## Start PAGE EXCERPT

The damping film 30 is mounted on the partition board 14 and spaced apart from the speaker core 20. Specifically, the damping film 30 is mounted on an upper surface of the partition board 14. For example, the damping film 30 is mounted on the upper surface of the partition board 14 through a second adhesive layer (not shown in the figure). An elastic modulus of the damping film 30 is less than an elastic modulus of the vibration assembly 21. For example, a material of the damping film 30 includes one or more of materials such as polycarbonate (PC, polycarbonate), acrylic ester (acrylic ester), polylactic acid (PLA, polylactic acid), and butyronitrile (butyronitrile).

It should be understood that the shape of the damping film 30 is not merely limited to the rectangle shown in FIG. 3, and may alternatively be a circle or an irregular shape. In some other embodiments, there may alternatively be a plurality of through holes 101, and the plurality of through holes 101 are spaced apart from each other. The damping film 30 may alternatively include a plurality of damping sub-films, and each damping sub-film is mounted on the partition board 14 and covers one through hole 101, which is not specifically limited in this application.

In this embodiment, an effective area of the vibration assembly 21 is S₁, an effective area of the damping film 30 is S₂, an effective vibration volume of the vibration assembly 21 in the back cavity 602 is V₁, and an effective vibration volume of the damping film 30 in the back cavity 602 is V₂. A relationship among the effective area S₁ of the vibration assembly 21, the effective area S₂ of the damping film 30, the effective vibration volume V₁ of the vibration assembly 21 in the back cavity 602, the effective vibration volume V₂ of the damping film 30 in the back cavity 602 satisfies:

$\frac{S_1{A}_1}{\alpha V_1}=\frac{S_2{A}_2}{V_2}$

• • where A₁ is an amplitude of the vibration assembly 21, A₂ is a maximum amplitude of the damping film 30, α is a compensation coefficient, and a generally ranges from 3.0 to 5.0. In addition, a specific value of α is further adjusted with reference to both a heating effect in the back cavity and an ideal gas formula.

It should be understood that a plurality of components of the vibration assembly 21 may be divided into a first type of components and a second type of components. The first type of components (such as the diaphragm) can reflect a sound wave from the front cavity 601 to the outer side of the shell 10. The second type of components (such as the voice coil) cannot reflect a sound wave from the front cavity 601 to the outer side of the shell 10. The effective area S₁ of the vibration assembly 21 refers to a sum of areas of the first type of components.

## End PAGE EXCERPT
## Start EXCERPTED RECORDS

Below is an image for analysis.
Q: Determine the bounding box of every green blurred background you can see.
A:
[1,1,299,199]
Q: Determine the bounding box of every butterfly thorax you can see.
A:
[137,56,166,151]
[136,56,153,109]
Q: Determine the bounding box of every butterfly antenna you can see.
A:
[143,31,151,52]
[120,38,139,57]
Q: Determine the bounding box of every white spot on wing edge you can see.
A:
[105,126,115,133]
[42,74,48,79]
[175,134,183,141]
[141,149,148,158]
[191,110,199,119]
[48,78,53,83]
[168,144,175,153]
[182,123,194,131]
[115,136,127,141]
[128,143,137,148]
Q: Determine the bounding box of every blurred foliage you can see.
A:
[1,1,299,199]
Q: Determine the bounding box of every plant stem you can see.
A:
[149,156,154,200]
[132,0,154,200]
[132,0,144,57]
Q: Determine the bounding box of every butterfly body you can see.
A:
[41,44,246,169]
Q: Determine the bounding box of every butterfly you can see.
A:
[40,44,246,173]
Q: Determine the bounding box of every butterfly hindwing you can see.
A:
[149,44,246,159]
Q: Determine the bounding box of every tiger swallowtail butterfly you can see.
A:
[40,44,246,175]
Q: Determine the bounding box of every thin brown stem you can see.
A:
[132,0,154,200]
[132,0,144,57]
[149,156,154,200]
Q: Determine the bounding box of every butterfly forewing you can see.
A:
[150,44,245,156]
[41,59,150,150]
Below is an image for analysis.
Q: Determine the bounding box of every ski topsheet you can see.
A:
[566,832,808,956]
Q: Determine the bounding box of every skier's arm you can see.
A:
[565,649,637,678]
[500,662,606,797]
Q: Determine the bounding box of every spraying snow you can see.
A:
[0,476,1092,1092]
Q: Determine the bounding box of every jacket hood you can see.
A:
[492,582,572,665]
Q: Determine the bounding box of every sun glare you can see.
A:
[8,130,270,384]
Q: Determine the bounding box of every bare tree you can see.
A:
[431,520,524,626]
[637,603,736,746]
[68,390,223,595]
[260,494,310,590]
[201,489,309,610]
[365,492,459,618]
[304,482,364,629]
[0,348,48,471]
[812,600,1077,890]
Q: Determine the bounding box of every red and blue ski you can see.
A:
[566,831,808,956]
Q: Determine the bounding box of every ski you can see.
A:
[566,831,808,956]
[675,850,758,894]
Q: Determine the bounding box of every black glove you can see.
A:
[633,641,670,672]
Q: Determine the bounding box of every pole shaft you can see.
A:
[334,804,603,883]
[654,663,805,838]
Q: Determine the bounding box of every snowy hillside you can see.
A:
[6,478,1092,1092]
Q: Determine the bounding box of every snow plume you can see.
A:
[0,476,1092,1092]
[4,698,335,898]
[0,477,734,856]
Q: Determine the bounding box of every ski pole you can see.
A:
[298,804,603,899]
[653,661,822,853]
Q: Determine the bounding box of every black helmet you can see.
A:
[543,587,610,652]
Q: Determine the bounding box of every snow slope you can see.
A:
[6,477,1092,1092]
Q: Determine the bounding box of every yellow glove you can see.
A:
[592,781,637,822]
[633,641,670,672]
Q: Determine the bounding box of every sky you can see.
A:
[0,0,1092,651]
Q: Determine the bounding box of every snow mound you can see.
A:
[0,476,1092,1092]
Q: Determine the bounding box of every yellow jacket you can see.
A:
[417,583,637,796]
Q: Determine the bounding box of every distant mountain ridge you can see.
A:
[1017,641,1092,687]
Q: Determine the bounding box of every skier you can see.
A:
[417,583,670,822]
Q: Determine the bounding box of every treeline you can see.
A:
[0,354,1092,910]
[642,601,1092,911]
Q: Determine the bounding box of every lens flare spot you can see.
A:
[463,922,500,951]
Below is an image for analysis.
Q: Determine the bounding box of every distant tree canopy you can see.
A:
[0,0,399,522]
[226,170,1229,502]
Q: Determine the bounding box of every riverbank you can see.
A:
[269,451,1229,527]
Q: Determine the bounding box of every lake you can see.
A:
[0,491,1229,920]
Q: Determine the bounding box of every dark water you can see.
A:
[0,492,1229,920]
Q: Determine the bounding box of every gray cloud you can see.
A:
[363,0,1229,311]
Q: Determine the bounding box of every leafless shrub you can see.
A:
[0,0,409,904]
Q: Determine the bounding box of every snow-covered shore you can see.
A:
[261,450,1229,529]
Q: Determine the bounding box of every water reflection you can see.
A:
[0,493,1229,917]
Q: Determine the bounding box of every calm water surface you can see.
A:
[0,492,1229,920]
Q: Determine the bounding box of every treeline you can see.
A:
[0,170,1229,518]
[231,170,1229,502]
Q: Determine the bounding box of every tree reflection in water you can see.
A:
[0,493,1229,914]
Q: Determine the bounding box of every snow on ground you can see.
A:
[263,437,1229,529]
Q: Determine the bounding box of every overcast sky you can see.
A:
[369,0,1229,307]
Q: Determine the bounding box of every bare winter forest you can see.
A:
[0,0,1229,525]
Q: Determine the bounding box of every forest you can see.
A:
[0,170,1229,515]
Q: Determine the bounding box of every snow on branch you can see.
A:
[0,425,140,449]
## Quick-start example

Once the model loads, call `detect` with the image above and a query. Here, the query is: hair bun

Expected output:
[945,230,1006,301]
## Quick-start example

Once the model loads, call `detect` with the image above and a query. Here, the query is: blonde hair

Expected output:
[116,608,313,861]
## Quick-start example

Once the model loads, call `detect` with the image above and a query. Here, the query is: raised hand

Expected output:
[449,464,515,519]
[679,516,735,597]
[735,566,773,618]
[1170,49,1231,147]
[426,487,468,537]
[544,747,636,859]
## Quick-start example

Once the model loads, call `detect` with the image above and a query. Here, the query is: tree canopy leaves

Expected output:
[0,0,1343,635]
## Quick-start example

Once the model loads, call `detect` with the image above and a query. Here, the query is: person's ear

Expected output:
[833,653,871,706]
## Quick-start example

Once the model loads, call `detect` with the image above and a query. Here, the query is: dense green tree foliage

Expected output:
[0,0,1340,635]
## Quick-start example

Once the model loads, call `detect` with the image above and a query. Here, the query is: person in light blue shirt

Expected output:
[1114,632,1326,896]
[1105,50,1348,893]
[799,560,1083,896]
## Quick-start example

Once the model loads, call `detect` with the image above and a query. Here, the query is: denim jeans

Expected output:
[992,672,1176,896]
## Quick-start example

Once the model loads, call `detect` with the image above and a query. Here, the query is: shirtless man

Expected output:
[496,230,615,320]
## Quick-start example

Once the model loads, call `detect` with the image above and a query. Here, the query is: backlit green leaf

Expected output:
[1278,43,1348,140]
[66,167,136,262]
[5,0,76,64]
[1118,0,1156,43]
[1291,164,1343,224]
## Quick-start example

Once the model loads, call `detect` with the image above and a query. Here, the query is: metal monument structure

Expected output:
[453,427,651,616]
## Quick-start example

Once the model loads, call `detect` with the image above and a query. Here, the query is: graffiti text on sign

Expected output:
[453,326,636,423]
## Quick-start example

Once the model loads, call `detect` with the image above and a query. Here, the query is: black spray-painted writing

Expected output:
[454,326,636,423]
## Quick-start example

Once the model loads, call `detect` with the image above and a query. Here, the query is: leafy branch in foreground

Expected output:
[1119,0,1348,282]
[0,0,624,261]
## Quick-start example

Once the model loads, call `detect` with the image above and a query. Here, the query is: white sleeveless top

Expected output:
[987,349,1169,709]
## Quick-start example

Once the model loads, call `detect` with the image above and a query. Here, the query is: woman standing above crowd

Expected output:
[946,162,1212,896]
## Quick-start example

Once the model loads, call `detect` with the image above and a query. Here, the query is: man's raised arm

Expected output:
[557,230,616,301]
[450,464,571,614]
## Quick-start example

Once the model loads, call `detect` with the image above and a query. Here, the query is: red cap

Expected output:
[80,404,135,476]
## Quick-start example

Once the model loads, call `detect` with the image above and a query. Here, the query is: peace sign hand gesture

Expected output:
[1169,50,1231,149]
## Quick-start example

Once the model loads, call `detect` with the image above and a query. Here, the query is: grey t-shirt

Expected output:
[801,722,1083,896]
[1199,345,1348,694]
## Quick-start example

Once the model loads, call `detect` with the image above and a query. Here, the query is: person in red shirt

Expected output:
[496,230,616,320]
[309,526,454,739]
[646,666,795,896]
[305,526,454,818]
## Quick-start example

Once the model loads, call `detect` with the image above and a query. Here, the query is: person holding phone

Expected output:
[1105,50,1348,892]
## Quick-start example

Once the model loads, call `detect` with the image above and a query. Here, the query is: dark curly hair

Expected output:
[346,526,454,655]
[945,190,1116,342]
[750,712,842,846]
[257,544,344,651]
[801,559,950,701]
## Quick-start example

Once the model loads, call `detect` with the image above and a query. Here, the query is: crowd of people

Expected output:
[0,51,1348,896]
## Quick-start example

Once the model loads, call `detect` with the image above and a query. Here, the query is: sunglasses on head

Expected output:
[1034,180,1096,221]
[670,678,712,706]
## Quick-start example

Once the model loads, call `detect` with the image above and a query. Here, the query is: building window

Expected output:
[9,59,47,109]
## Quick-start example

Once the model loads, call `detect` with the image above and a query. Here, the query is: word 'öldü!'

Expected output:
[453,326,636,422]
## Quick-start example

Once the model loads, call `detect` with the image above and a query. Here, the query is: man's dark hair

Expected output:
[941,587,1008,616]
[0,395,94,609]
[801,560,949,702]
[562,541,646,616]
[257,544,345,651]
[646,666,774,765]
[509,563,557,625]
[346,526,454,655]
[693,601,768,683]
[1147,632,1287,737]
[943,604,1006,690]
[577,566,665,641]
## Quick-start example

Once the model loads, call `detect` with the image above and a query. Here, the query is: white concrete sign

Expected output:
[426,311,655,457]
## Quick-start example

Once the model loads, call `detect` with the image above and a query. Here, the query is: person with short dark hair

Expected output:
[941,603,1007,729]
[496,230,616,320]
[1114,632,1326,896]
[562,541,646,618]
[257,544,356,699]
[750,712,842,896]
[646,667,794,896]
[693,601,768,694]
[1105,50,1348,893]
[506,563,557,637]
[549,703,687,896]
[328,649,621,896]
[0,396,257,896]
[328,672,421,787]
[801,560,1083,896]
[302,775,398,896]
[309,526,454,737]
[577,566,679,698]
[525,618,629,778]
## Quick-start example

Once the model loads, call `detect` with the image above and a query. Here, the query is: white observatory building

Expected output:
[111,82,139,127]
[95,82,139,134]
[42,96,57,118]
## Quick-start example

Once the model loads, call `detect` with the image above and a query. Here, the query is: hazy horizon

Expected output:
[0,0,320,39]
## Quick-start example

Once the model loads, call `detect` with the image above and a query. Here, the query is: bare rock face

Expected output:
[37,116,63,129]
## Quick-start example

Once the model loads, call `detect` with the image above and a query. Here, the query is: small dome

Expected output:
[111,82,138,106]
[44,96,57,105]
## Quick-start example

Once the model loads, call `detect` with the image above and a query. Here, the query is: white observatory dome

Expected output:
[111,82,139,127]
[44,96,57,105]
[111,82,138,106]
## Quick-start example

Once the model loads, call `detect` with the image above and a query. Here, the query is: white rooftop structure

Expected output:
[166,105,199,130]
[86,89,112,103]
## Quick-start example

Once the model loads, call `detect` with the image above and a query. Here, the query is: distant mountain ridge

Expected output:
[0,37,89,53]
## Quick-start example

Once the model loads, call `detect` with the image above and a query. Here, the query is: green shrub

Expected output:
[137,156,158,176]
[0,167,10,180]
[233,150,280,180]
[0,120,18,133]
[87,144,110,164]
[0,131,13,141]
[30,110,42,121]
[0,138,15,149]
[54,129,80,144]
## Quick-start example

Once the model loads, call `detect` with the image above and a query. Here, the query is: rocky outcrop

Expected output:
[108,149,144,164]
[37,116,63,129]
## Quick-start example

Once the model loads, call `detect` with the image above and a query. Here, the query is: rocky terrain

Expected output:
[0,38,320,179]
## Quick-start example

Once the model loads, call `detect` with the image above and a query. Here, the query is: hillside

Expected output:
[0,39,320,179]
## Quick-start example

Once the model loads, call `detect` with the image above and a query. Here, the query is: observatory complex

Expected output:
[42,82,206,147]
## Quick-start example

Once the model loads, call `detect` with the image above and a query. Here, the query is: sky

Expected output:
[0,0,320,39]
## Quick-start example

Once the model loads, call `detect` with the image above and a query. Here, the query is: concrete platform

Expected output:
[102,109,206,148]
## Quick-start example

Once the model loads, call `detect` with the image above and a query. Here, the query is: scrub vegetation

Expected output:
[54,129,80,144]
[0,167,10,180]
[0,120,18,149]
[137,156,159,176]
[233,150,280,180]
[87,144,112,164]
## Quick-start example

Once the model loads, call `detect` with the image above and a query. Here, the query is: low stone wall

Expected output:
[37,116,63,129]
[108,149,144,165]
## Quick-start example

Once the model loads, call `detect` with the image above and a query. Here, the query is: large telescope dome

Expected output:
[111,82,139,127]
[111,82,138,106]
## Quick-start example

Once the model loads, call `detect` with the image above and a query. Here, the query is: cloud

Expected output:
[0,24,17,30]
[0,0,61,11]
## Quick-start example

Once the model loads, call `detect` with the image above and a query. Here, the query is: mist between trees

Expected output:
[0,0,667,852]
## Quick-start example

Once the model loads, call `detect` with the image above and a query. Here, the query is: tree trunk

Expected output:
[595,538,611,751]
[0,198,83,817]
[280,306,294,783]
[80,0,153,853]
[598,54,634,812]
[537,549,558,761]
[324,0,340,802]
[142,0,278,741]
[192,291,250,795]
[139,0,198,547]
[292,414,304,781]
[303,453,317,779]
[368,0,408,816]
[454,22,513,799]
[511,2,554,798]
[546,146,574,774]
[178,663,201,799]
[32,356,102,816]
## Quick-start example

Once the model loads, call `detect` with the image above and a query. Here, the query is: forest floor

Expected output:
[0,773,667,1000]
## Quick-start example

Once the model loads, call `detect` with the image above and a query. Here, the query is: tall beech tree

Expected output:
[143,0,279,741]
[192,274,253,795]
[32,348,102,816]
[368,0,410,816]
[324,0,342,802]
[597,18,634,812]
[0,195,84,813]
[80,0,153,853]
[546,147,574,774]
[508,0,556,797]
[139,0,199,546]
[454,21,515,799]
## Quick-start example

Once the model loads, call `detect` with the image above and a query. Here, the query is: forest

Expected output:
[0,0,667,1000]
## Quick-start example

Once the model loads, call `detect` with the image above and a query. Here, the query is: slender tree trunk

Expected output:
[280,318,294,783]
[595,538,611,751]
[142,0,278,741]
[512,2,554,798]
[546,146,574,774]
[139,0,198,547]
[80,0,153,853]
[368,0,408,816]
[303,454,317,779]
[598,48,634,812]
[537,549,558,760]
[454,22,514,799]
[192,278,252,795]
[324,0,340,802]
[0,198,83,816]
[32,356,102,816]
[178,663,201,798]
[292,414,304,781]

## End EXCERPTED RECORDS

**TASK REQUIREMENTS**
Please decide whether each statement agrees with the damping film passage, answering yes or no and quoting the words of the passage that settle it.
1. The damping film is mounted on a lower surface of the partition board.
2. The damping film has a greater elastic modulus than the vibration assembly.
3. The voice coil cannot reflect a sound wave from the front cavity to the outer side of the shell.
Rely only on the damping film passage, not the data.

**COMPLETE ANSWER**
1. No: "the damping film 30 is mounted on an upper surface of the partition board 14"
2. No: "An elastic modulus of the damping film 30 is less than an elastic modulus of the vibration assembly 21"
3. Yes: "The second type of components (such as the voice coil) cannot reflect a sound wave from the front cavity 601 to the outer side of the shell 10."